---- RECORDED DATA

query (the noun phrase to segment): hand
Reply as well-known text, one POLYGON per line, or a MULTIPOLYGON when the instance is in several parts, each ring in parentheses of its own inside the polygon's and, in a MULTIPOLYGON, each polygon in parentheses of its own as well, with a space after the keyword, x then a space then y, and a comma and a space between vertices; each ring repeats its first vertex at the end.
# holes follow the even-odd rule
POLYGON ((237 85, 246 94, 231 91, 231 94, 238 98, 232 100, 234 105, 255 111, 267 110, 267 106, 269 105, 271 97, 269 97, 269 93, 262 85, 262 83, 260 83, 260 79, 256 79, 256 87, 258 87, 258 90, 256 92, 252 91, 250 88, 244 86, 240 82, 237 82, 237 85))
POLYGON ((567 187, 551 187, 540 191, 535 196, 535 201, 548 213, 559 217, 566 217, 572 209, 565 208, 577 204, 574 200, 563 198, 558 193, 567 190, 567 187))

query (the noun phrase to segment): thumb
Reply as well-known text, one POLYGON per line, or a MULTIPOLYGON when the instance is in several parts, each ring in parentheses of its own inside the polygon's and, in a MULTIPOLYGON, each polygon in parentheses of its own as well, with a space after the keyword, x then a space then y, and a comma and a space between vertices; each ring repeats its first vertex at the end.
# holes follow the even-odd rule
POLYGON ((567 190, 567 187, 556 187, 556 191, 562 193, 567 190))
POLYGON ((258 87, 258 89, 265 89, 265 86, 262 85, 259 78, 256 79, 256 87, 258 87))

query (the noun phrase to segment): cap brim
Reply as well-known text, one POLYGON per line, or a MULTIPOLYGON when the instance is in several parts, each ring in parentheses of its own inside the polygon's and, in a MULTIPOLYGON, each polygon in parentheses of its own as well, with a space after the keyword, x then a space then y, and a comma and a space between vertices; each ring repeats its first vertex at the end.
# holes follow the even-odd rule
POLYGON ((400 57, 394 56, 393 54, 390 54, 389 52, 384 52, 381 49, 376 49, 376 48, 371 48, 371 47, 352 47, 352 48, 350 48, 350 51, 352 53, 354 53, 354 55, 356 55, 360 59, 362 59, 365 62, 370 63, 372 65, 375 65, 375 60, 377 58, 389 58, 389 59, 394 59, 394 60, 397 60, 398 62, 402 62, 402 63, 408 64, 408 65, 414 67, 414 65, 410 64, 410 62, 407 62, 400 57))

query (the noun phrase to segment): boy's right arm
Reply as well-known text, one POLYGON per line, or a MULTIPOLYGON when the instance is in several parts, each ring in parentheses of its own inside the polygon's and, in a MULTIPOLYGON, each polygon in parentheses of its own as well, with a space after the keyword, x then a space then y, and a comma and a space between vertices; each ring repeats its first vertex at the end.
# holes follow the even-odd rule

--------

Your answer should consist of every record, printed exactly as given.

query (the noun phrase to segment): hand
Reply as well-known text, one POLYGON per line, or a MULTIPOLYGON when the instance is in several parts, each ring in parentheses of its own inside the polygon's and, in a MULTIPOLYGON, each polygon in parentheses of its own as well, with a space after the keyword, x then a space then y, and a comma and a space between vertices; each ring repeats its first vertex at the end.
# holes follow the even-odd rule
POLYGON ((237 85, 246 94, 231 91, 231 94, 238 98, 232 100, 234 105, 255 111, 267 110, 267 106, 269 105, 271 97, 269 97, 269 93, 262 85, 262 83, 260 83, 260 79, 256 79, 256 87, 258 87, 258 90, 256 92, 252 91, 250 88, 244 86, 240 82, 237 82, 237 85))
POLYGON ((567 187, 551 187, 540 191, 535 196, 535 201, 548 213, 559 217, 566 217, 572 209, 565 208, 577 204, 574 200, 563 198, 558 193, 567 190, 567 187))

query (the noun phrase to segment): thumb
Reply as well-known text, one POLYGON per line, or a MULTIPOLYGON when the instance is in several parts, each ring in parentheses of its own inside the polygon's and, in a MULTIPOLYGON, each polygon in parentheses of its own as well, with a space after the keyword, x then a space then y, and a comma and a space between vertices; each ring repeats its first vertex at the end.
# holes follow the even-odd rule
POLYGON ((567 190, 567 187, 556 187, 556 191, 562 193, 567 190))
POLYGON ((258 87, 258 89, 265 89, 265 86, 262 85, 259 78, 256 79, 256 87, 258 87))

query (the noun phrase to segment): cap brim
Reply as well-known text, one POLYGON per line, or a MULTIPOLYGON when the instance is in several parts, each ring in parentheses of its own inside the polygon's and, in a MULTIPOLYGON, each polygon in parentheses of its own as well, with a space after the keyword, x then a space then y, and a comma and a space between vertices; each ring repeats its first vertex at the end.
# holes follow the even-odd rule
POLYGON ((400 57, 394 56, 393 54, 390 54, 389 52, 384 52, 381 49, 376 49, 376 48, 371 48, 371 47, 352 47, 352 48, 350 48, 350 51, 352 53, 354 53, 354 55, 356 55, 360 59, 362 59, 365 62, 370 63, 372 65, 375 65, 375 60, 377 58, 389 58, 389 59, 394 59, 394 60, 397 60, 398 62, 402 62, 402 63, 408 64, 408 65, 414 67, 414 65, 410 64, 410 62, 407 62, 400 57))

query (the noun phrase to segment): boy's right arm
Reply as well-known text, one POLYGON per line, or a MULTIPOLYGON when the instance is in several parts, each ring in parentheses of its own inside the polygon's and, in a MULTIPOLYGON, each polygon in parentheses of its own as well, with a space after the keyword, x then a space then y, and a comma and a space between vertices; each ring repeats its first vertex at the end.
# holes follow the even-odd rule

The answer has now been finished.